Turn the lines below, from the start of the items through the line that contains "rough mask: <svg", inclusive, into a JSON list of strings with one string per line. Leave out blank lines.

** SUPPLIED MATERIAL **

+ + + + + + +

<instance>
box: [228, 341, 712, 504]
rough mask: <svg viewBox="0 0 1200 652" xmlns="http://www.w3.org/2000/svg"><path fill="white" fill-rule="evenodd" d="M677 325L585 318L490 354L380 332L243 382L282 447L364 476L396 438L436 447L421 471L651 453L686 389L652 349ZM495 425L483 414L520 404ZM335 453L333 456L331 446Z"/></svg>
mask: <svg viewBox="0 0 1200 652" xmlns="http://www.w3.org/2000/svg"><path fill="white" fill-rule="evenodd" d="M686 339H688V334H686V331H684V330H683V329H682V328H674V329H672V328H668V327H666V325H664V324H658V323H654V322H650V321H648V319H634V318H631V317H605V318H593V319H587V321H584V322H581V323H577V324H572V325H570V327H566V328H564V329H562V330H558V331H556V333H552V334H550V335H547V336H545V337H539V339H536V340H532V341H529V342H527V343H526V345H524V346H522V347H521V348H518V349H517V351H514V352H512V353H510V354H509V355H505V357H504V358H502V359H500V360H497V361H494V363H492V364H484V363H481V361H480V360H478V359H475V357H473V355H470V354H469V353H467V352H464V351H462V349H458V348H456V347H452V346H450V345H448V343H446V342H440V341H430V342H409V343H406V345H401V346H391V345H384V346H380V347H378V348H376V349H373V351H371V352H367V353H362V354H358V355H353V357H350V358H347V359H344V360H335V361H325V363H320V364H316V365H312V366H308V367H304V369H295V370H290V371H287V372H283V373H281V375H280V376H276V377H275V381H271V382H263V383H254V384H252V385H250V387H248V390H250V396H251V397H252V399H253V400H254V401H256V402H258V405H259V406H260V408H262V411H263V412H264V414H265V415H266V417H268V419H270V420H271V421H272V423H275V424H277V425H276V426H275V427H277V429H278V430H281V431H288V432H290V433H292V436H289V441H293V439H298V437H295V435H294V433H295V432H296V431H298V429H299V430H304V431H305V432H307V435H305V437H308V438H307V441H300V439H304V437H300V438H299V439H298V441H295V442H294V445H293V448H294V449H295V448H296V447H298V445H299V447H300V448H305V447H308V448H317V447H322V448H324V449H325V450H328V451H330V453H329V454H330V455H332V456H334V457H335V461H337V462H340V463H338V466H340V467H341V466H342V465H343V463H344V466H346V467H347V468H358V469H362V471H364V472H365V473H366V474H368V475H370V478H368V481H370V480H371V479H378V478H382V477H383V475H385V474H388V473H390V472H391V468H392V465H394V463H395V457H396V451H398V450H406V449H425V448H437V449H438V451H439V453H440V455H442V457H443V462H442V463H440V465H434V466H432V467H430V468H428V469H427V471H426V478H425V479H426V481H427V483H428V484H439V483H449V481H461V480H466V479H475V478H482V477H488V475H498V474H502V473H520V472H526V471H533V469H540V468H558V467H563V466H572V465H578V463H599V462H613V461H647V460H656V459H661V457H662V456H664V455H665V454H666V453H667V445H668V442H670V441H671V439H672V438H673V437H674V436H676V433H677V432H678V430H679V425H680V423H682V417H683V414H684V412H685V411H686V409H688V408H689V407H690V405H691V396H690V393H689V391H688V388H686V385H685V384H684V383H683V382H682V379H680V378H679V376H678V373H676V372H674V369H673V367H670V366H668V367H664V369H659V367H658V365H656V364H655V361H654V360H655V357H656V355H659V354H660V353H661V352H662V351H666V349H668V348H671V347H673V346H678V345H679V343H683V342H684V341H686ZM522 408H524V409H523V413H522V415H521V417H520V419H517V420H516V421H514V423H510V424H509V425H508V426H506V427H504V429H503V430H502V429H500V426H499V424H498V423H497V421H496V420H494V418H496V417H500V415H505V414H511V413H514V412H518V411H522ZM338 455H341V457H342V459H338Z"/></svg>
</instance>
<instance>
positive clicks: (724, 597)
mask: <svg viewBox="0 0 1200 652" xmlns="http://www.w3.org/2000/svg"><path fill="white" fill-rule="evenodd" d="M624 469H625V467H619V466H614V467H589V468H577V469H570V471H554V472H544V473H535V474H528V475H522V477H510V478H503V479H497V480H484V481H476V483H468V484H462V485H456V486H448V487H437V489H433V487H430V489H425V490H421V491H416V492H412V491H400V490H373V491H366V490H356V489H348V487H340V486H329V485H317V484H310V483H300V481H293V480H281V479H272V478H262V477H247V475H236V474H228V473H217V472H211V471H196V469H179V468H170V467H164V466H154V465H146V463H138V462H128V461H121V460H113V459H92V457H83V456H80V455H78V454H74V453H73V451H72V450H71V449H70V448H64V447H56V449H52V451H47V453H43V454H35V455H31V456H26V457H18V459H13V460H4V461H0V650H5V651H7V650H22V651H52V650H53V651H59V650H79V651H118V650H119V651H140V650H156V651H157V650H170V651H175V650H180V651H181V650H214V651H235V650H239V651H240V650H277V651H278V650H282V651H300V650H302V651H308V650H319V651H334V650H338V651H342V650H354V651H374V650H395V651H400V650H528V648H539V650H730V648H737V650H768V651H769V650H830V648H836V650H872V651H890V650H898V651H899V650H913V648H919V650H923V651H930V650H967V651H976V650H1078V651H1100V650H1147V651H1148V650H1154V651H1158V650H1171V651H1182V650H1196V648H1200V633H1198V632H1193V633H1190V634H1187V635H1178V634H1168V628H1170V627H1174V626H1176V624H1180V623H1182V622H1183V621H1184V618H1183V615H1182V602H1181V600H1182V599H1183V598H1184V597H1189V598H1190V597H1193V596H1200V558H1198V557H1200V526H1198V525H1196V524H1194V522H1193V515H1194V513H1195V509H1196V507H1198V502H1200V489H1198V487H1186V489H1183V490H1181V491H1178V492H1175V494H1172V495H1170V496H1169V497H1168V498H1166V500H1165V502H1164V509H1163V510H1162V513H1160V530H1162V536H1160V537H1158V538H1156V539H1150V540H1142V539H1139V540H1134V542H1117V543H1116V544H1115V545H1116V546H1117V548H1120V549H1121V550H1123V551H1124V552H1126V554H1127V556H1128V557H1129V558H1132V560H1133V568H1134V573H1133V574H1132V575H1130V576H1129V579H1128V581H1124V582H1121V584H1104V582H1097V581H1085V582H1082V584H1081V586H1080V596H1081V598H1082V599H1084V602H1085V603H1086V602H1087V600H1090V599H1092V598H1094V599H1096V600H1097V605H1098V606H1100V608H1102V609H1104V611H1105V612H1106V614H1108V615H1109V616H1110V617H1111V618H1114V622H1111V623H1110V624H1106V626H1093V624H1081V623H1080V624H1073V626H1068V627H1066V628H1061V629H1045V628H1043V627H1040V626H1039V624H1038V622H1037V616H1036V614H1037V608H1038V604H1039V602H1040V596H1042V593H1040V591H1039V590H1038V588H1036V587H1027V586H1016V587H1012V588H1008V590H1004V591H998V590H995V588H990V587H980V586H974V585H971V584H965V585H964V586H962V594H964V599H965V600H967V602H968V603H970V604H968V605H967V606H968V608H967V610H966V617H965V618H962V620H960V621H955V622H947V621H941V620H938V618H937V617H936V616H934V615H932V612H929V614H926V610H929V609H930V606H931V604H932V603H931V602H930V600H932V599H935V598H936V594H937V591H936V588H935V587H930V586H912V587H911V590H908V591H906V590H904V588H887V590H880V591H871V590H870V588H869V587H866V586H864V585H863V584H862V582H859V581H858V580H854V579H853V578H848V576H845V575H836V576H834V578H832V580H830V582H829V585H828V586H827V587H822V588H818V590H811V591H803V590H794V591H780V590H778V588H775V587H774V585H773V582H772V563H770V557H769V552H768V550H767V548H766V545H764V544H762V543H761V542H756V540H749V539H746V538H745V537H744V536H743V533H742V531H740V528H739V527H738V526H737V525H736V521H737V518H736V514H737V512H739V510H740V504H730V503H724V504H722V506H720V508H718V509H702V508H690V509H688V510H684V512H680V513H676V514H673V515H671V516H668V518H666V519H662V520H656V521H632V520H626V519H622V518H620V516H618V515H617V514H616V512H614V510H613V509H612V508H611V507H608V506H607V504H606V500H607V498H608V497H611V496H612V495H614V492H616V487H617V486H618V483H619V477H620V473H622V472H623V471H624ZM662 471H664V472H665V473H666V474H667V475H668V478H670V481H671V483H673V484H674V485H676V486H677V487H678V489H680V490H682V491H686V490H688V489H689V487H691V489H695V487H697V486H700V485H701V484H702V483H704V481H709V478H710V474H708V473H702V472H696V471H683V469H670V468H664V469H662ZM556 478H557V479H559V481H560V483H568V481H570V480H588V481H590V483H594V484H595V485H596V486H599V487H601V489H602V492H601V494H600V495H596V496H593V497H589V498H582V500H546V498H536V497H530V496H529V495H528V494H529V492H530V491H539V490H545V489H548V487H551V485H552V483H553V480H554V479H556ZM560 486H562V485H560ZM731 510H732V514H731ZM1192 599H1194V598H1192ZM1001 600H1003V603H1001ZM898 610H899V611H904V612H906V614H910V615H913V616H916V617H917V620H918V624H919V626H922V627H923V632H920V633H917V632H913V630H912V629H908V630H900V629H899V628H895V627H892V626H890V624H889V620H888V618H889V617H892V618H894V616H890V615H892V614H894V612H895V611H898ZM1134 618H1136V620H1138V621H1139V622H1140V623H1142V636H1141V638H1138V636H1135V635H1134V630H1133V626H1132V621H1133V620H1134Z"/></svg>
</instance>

+ + + + + + +

** RESULT **
[
  "<instance>",
  "box: [228, 341, 712, 504]",
  "rough mask: <svg viewBox=\"0 0 1200 652\" xmlns=\"http://www.w3.org/2000/svg\"><path fill=\"white\" fill-rule=\"evenodd\" d=\"M677 325L585 318L490 354L380 332L243 382L282 447L364 476L396 438L436 447L421 471L651 453L686 389L652 349ZM495 425L483 414L520 404ZM335 453L333 456L331 446Z\"/></svg>"
]